Tuesday, 26 August 2008

The Holocaust

I have watched and read a great deal about the Holocaust recently, not intentionally, just by coincidence various bits of media crossing my path. The three main sources; I’m watching The Counterfeiters and Schindler’s List (which I’m watching for the umpteenth time because it is such a brilliant piece of cinema and Steven Spielberg’s finest work), and I’m reading If This Is A Man and The Truce, both by Primo Levi. “The Counterfeiters” is on sale in HMV and you can get the both Levi books in one edition for £5 including postage from Amazon. I highly, highly recommend all of them.

The people targeted by The Holocaust were Jews, Gypsies, Soviets, POWs, Communists, ethnic Poles, other Slavic people, the disabled, homosexuals and political and religious dissidents. You can bet that any non-Caucasian ethnicity would have been on that list too had the Nazis got their way. The highest estimate for the victims of The Holocaust was eleven million people. 11’000’000. That is the equivalent population of Greater London, Greater Manchester, Birmingham, Liverpool and Edinburgh combined.

To me, there are two things that stand out about the Holocaust. The first, and the most terrifying, is that this vast, unnecessary loss of human life, this rampant slaughter fuelled by hatred, was committed by human beings against other human beings. Smart, intelligent people did these unimaginably barbaric, senseless things to other human beings.

— Dataset content —
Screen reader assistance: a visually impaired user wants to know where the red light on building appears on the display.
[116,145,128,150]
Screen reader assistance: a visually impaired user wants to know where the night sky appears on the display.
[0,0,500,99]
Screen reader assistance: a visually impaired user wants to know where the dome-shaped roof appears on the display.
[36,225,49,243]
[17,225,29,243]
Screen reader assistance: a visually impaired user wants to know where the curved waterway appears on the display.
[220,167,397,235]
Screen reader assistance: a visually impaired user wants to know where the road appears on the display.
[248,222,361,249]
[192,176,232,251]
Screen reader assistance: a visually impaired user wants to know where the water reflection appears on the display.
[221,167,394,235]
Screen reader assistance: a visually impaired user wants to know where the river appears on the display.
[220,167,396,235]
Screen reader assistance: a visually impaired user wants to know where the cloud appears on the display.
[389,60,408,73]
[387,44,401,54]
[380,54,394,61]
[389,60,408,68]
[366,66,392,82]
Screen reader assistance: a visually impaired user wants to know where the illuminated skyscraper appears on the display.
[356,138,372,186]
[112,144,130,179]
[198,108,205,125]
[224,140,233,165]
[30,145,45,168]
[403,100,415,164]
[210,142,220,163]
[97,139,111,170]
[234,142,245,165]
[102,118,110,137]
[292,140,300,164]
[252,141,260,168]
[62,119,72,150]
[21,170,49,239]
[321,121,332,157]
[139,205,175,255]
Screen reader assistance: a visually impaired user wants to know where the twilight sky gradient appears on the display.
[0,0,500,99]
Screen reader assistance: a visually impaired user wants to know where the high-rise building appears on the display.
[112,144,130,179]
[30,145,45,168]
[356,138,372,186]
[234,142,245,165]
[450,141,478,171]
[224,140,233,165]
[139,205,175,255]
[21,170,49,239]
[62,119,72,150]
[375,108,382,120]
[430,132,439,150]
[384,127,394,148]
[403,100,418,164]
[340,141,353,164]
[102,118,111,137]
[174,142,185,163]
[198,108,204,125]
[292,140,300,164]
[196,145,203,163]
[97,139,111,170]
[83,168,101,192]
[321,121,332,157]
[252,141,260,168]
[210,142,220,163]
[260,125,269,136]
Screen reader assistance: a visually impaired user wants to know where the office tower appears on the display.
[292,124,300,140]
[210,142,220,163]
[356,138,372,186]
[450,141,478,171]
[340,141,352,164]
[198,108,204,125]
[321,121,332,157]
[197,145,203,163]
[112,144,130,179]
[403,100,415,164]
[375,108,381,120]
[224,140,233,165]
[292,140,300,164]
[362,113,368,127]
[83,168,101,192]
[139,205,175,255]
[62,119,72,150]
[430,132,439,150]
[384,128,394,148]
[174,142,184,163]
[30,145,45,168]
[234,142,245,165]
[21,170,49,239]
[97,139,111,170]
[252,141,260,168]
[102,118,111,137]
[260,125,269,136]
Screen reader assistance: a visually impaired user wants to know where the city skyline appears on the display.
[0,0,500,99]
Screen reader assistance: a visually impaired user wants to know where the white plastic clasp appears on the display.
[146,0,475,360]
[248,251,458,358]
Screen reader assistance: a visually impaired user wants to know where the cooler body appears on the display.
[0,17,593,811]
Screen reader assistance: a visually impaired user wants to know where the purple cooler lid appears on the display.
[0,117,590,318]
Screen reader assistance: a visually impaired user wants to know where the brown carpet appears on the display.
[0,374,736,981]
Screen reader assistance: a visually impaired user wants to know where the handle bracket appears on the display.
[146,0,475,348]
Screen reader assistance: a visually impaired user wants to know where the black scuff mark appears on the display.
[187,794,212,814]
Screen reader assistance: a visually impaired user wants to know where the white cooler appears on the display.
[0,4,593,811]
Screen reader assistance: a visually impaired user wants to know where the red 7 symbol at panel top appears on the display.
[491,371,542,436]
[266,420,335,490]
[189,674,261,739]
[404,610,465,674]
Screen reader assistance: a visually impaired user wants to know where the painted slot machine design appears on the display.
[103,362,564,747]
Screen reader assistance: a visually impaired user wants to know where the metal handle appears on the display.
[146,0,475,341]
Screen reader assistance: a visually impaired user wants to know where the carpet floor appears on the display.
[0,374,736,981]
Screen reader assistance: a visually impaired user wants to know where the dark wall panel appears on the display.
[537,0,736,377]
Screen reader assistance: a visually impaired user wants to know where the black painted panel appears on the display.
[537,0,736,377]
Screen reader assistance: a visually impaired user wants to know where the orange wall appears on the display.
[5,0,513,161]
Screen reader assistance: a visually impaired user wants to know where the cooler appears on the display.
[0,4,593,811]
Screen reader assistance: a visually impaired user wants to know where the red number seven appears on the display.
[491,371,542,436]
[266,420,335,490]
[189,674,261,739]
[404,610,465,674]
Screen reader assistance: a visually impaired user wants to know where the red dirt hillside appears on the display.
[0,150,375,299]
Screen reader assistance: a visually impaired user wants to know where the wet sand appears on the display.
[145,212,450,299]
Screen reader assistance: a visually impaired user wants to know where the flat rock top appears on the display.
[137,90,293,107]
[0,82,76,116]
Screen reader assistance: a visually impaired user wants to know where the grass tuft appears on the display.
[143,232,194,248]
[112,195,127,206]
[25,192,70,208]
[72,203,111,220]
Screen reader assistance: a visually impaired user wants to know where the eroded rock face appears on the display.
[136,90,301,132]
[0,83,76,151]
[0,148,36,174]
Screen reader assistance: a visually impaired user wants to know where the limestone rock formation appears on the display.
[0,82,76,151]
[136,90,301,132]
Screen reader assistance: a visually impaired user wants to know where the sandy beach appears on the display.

— Requests —
**A.** Reproduce the passage of the Holocaust post starting with "The people targeted" and going on through "and Edinburgh combined.".
**B.** Answer these questions from the Holocaust post:
(i) Who wrote If This Is A Man and The Truce?
(ii) What was the highest estimate for the number of victims of the Holocaust?
(iii) In which shop is "The Counterfeiters" on sale?

— Solutions per task —
**A.**
The people targeted by The Holocaust were Jews, Gypsies, Soviets, POWs, Communists, ethnic Poles, other Slavic people, the disabled, homosexuals and political and religious dissidents. You can bet that any non-Caucasian ethnicity would have been on that list too had the Nazis got their way. The highest estimate for the victims of The Holocaust was eleven million people. 11’000’000. That is the equivalent population of Greater London, Greater Manchester, Birmingham, Liverpool and Edinburgh combined.

**B.**
(i) Primo Levi
(ii) Eleven million people
(iii) HMV